:: DATA FOR REVIEW ::

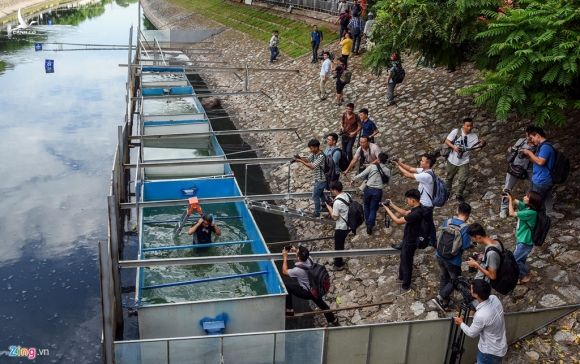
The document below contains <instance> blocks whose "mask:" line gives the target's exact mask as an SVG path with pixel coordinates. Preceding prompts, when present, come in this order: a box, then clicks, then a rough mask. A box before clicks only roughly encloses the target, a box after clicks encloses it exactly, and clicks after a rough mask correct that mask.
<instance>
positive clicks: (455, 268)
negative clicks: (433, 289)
mask: <svg viewBox="0 0 580 364" xmlns="http://www.w3.org/2000/svg"><path fill="white" fill-rule="evenodd" d="M437 263H439V268H440V269H441V274H440V276H439V296H441V298H443V300H444V301H446V302H447V301H449V296H451V293H452V292H453V290H454V289H455V285H456V282H457V277H460V276H461V266H459V265H454V264H451V263H449V261H448V260H445V259H443V258H441V257H437Z"/></svg>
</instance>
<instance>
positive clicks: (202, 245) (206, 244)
mask: <svg viewBox="0 0 580 364" xmlns="http://www.w3.org/2000/svg"><path fill="white" fill-rule="evenodd" d="M252 242H253V240H239V241H223V242H219V243H207V244H191V245H173V246H160V247H158V248H145V249H141V251H142V252H155V251H165V250H181V249H203V248H212V247H215V246H226V245H244V244H251V243H252Z"/></svg>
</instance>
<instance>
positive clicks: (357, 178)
mask: <svg viewBox="0 0 580 364" xmlns="http://www.w3.org/2000/svg"><path fill="white" fill-rule="evenodd" d="M388 162H389V156H388V154H387V153H379V158H378V160H377V161H376V162H375V163H371V164H369V166H368V167H367V168H365V170H364V171H362V172H361V173H359V174H357V175H356V176H355V177H354V178H355V179H357V180H361V181H366V186H365V188H364V190H363V205H364V215H365V223H366V226H367V234H368V235H371V234H372V233H373V227H374V226H375V221H376V218H377V211H378V210H379V204H380V202H381V200H382V198H383V188H385V186H386V185H387V184H388V183H389V179H390V178H391V170H390V169H389V168H388V167H387V166H386V164H387V163H388Z"/></svg>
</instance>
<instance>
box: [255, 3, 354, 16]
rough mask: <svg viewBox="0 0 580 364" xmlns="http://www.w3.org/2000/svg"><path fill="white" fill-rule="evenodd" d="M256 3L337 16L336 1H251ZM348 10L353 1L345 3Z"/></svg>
mask: <svg viewBox="0 0 580 364" xmlns="http://www.w3.org/2000/svg"><path fill="white" fill-rule="evenodd" d="M253 1H256V2H261V3H267V4H270V5H276V6H281V7H285V8H289V7H290V6H291V7H293V8H300V9H306V10H313V11H318V12H321V13H328V14H332V15H337V16H338V15H339V14H338V3H339V2H340V1H338V0H253ZM346 3H347V4H348V7H349V9H350V8H351V7H352V5H353V4H354V2H353V1H347V2H346Z"/></svg>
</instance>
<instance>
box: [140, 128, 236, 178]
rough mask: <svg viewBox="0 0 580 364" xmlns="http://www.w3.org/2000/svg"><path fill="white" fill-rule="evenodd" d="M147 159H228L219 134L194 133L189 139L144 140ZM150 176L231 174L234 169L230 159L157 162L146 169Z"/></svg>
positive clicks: (204, 175) (148, 176)
mask: <svg viewBox="0 0 580 364" xmlns="http://www.w3.org/2000/svg"><path fill="white" fill-rule="evenodd" d="M142 153H143V161H144V162H161V161H173V162H177V161H180V160H186V159H194V158H198V159H216V160H226V156H225V154H224V151H223V149H222V148H221V146H220V144H219V143H218V141H217V139H216V137H215V136H213V135H212V136H203V137H192V138H189V139H175V140H167V139H161V140H159V141H157V140H147V141H145V140H144V143H143V148H142ZM144 173H145V178H146V179H159V178H187V177H207V176H222V175H230V174H231V173H232V172H231V169H230V166H229V165H228V164H227V163H223V162H220V163H216V164H203V165H195V164H190V165H178V166H156V167H146V168H145V169H144Z"/></svg>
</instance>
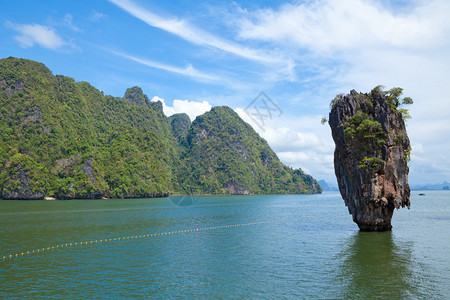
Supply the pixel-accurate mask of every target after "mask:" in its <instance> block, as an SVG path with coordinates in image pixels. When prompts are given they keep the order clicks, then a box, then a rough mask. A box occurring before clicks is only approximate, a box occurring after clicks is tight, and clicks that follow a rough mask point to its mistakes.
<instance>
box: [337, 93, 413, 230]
mask: <svg viewBox="0 0 450 300" xmlns="http://www.w3.org/2000/svg"><path fill="white" fill-rule="evenodd" d="M396 96H398V95H392V93H391V94H389V93H387V92H382V91H380V90H379V89H378V90H377V89H374V90H372V92H371V93H370V94H361V93H357V92H356V91H355V90H352V91H351V92H350V94H348V95H346V96H343V95H340V96H338V97H336V99H335V100H334V101H333V103H332V110H331V112H330V115H329V125H330V127H331V130H332V135H333V139H334V142H335V144H336V149H335V152H334V167H335V173H336V177H337V180H338V184H339V190H340V192H341V195H342V197H343V199H344V201H345V204H346V206H347V207H348V210H349V212H350V213H351V214H352V216H353V221H354V222H355V223H357V224H358V226H359V228H360V230H363V231H385V230H390V229H391V228H392V226H391V218H392V214H393V211H394V208H397V209H398V208H400V207H405V206H407V207H408V208H409V205H410V200H409V196H410V189H409V185H408V172H409V168H408V166H407V161H408V160H409V153H410V150H411V148H410V143H409V139H408V136H407V133H406V127H405V123H404V121H403V117H402V113H401V110H398V109H397V106H398V105H399V104H398V97H396Z"/></svg>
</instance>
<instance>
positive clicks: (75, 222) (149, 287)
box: [0, 191, 450, 299]
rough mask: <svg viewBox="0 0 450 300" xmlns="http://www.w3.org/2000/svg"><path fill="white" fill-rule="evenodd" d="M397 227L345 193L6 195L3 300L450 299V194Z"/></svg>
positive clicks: (396, 221)
mask: <svg viewBox="0 0 450 300" xmlns="http://www.w3.org/2000/svg"><path fill="white" fill-rule="evenodd" d="M419 193H424V194H425V195H420V196H419ZM392 225H393V229H392V231H391V232H360V231H359V230H358V227H357V225H356V224H355V223H353V221H352V217H351V215H349V214H348V211H347V208H346V207H345V205H344V201H343V200H342V198H341V196H340V194H339V193H338V192H324V193H323V194H319V195H264V196H201V197H197V196H195V197H194V196H177V197H170V198H156V199H118V200H67V201H0V299H132V298H149V299H153V298H156V299H450V192H449V191H412V194H411V208H410V209H409V210H408V209H406V208H403V209H400V210H396V211H395V212H394V216H393V218H392Z"/></svg>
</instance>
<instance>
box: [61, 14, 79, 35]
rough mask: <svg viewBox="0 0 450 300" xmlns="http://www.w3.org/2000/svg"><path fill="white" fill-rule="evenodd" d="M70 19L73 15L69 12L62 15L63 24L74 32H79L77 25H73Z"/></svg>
mask: <svg viewBox="0 0 450 300" xmlns="http://www.w3.org/2000/svg"><path fill="white" fill-rule="evenodd" d="M72 20H73V16H72V15H71V14H66V15H65V16H64V24H65V25H66V26H67V27H69V28H70V29H72V30H73V31H75V32H80V31H81V29H80V28H78V27H77V26H75V25H73V23H72Z"/></svg>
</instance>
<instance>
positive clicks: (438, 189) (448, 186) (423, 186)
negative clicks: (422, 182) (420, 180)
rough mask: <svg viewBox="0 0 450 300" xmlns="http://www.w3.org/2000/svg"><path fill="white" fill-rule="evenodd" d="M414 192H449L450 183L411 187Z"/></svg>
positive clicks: (411, 186) (439, 183)
mask: <svg viewBox="0 0 450 300" xmlns="http://www.w3.org/2000/svg"><path fill="white" fill-rule="evenodd" d="M411 189H412V190H449V189H450V183H448V182H447V181H444V182H443V183H429V184H414V185H411Z"/></svg>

:::

REQUIREMENT —
Update all of the data above so that every "rough mask" becomes "coarse mask", with nothing else changed. Leave the pictures out of your answer.

OUTPUT BELOW —
The document below contains <instance> blocks whose "mask:" line gives the target's exact mask as an SVG path with pixel coordinates. Preceding prompts, when present, come in this order: a box, then clicks, then a coarse mask. A box before clicks only roughly encloses the target, a box after clicks encloses it exactly, and clicks after a coarse mask correct that mask.
<instance>
positive clicks: (455, 268)
negative clicks: (433, 289)
mask: <svg viewBox="0 0 580 364" xmlns="http://www.w3.org/2000/svg"><path fill="white" fill-rule="evenodd" d="M437 263H439V268H440V269H441V274H440V276H439V296H441V298H443V300H444V301H446V302H447V301H449V296H451V293H452V292H453V290H454V289H455V285H456V282H457V277H460V276H461V266H459V265H454V264H451V263H449V261H448V260H445V259H443V258H441V257H437Z"/></svg>
</instance>
<instance>
positive clicks: (202, 245) (206, 244)
mask: <svg viewBox="0 0 580 364" xmlns="http://www.w3.org/2000/svg"><path fill="white" fill-rule="evenodd" d="M252 242H253V240H239V241H223V242H219V243H207V244H191V245H173V246H160V247H158V248H145V249H141V251H142V252H155V251H165V250H181V249H203V248H212V247H215V246H226V245H244V244H251V243H252Z"/></svg>
</instance>
<instance>
positive clicks: (357, 178)
mask: <svg viewBox="0 0 580 364" xmlns="http://www.w3.org/2000/svg"><path fill="white" fill-rule="evenodd" d="M388 162H389V156H388V154H387V153H379V158H378V160H377V161H376V162H375V163H371V164H369V166H368V167H367V168H365V170H364V171H362V172H361V173H359V174H357V175H356V176H355V177H354V178H355V179H357V180H361V181H366V186H365V188H364V190H363V205H364V215H365V223H366V226H367V234H368V235H371V234H372V233H373V227H374V226H375V221H376V218H377V211H378V210H379V204H380V202H381V200H382V198H383V188H385V186H386V185H387V184H388V183H389V179H390V178H391V170H390V169H389V168H388V167H387V166H386V164H387V163H388Z"/></svg>
</instance>
<instance>
box: [255, 3, 354, 16]
coarse mask: <svg viewBox="0 0 580 364" xmlns="http://www.w3.org/2000/svg"><path fill="white" fill-rule="evenodd" d="M256 3L337 16L336 1H251ZM348 10L353 1L345 3Z"/></svg>
mask: <svg viewBox="0 0 580 364" xmlns="http://www.w3.org/2000/svg"><path fill="white" fill-rule="evenodd" d="M253 1H256V2H261V3H267V4H270V5H276V6H281V7H285V8H289V7H290V6H291V7H293V8H300V9H306V10H313V11H318V12H321V13H328V14H332V15H337V16H338V15H339V14H338V3H339V2H340V1H338V0H253ZM346 3H347V4H348V7H349V9H350V8H351V7H352V5H353V4H354V2H353V1H347V2H346Z"/></svg>
</instance>
<instance>
box: [140, 128, 236, 178]
coarse mask: <svg viewBox="0 0 580 364" xmlns="http://www.w3.org/2000/svg"><path fill="white" fill-rule="evenodd" d="M147 159H228L219 134L194 133L189 139L144 140ZM150 176L231 174L234 169L230 159L157 162L146 169Z"/></svg>
positive clicks: (204, 175) (148, 176)
mask: <svg viewBox="0 0 580 364" xmlns="http://www.w3.org/2000/svg"><path fill="white" fill-rule="evenodd" d="M142 153H143V161H144V162H161V161H173V162H177V161H180V160H186V159H194V158H198V159H216V160H226V156H225V154H224V151H223V149H222V148H221V146H220V144H219V143H218V141H217V139H216V137H215V136H213V135H212V136H203V137H192V138H189V139H175V140H167V139H161V140H159V141H157V140H147V141H145V140H144V143H143V148H142ZM144 173H145V178H146V179H159V178H187V177H207V176H222V175H230V174H231V173H232V172H231V169H230V166H229V165H228V164H227V163H223V162H220V163H216V164H203V165H195V164H190V165H178V166H156V167H146V168H145V169H144Z"/></svg>
</instance>
Supply the pixel-accurate mask of every target after "mask:" in its <instance> block, as an SVG path with coordinates in image pixels. When prompts are given they keep the order clicks, then a box, then a coarse mask. A box occurring before clicks is only approximate, a box occurring after clicks is tight, and clicks that follow a coarse mask point to its mistakes.
<instance>
box: [337, 93, 413, 230]
mask: <svg viewBox="0 0 450 300" xmlns="http://www.w3.org/2000/svg"><path fill="white" fill-rule="evenodd" d="M396 96H398V95H392V93H391V94H389V93H387V92H382V91H380V90H379V89H378V90H377V89H374V90H372V92H371V93H370V94H361V93H357V92H356V91H355V90H352V91H351V92H350V94H348V95H346V96H343V95H340V96H338V97H336V99H335V100H334V101H333V103H332V110H331V112H330V115H329V125H330V127H331V130H332V135H333V139H334V142H335V144H336V149H335V152H334V167H335V173H336V177H337V180H338V184H339V190H340V192H341V195H342V197H343V199H344V201H345V204H346V206H347V207H348V210H349V212H350V213H351V214H352V216H353V221H354V222H355V223H357V224H358V226H359V228H360V230H363V231H385V230H390V229H391V228H392V226H391V218H392V214H393V211H394V208H397V209H398V208H400V207H405V206H407V207H408V208H409V205H410V200H409V196H410V189H409V185H408V172H409V168H408V166H407V161H408V160H409V153H410V150H411V148H410V143H409V139H408V136H407V133H406V127H405V123H404V121H403V117H402V113H401V110H398V109H397V106H398V105H399V104H398V97H396Z"/></svg>
</instance>
<instance>
positive clicks: (75, 222) (149, 287)
box: [0, 191, 450, 299]
coarse mask: <svg viewBox="0 0 450 300" xmlns="http://www.w3.org/2000/svg"><path fill="white" fill-rule="evenodd" d="M397 227L345 193L6 195L3 300L450 299V194Z"/></svg>
positive clicks: (396, 221)
mask: <svg viewBox="0 0 450 300" xmlns="http://www.w3.org/2000/svg"><path fill="white" fill-rule="evenodd" d="M419 193H424V194H425V195H420V196H419ZM392 225H393V229H392V231H391V232H360V231H359V230H358V227H357V225H356V224H355V223H353V221H352V217H351V215H349V214H348V211H347V208H346V207H345V205H344V201H343V200H342V198H341V196H340V194H339V193H338V192H324V193H323V194H319V195H264V196H201V197H197V196H195V197H194V196H177V197H170V198H156V199H118V200H67V201H0V299H132V298H149V299H153V298H156V299H450V192H449V191H412V194H411V208H410V209H409V210H408V209H406V208H403V209H400V210H396V211H395V212H394V216H393V218H392Z"/></svg>
</instance>
<instance>
box: [61, 14, 79, 35]
coarse mask: <svg viewBox="0 0 450 300" xmlns="http://www.w3.org/2000/svg"><path fill="white" fill-rule="evenodd" d="M70 19L73 15L69 12L62 15L63 24L74 32H79L77 25H73Z"/></svg>
mask: <svg viewBox="0 0 450 300" xmlns="http://www.w3.org/2000/svg"><path fill="white" fill-rule="evenodd" d="M72 20H73V16H72V15H71V14H66V15H65V16H64V24H65V25H66V26H67V27H69V28H70V29H72V30H73V31H75V32H80V31H81V29H80V28H78V27H77V26H75V25H73V23H72Z"/></svg>
</instance>
<instance>
positive clicks: (438, 189) (448, 186) (423, 186)
negative clicks: (422, 182) (420, 180)
coarse mask: <svg viewBox="0 0 450 300" xmlns="http://www.w3.org/2000/svg"><path fill="white" fill-rule="evenodd" d="M414 192H449L450 183L411 187Z"/></svg>
positive clicks: (411, 186) (439, 183)
mask: <svg viewBox="0 0 450 300" xmlns="http://www.w3.org/2000/svg"><path fill="white" fill-rule="evenodd" d="M411 189H412V190H449V189H450V183H448V182H447V181H444V182H443V183H429V184H414V185H411Z"/></svg>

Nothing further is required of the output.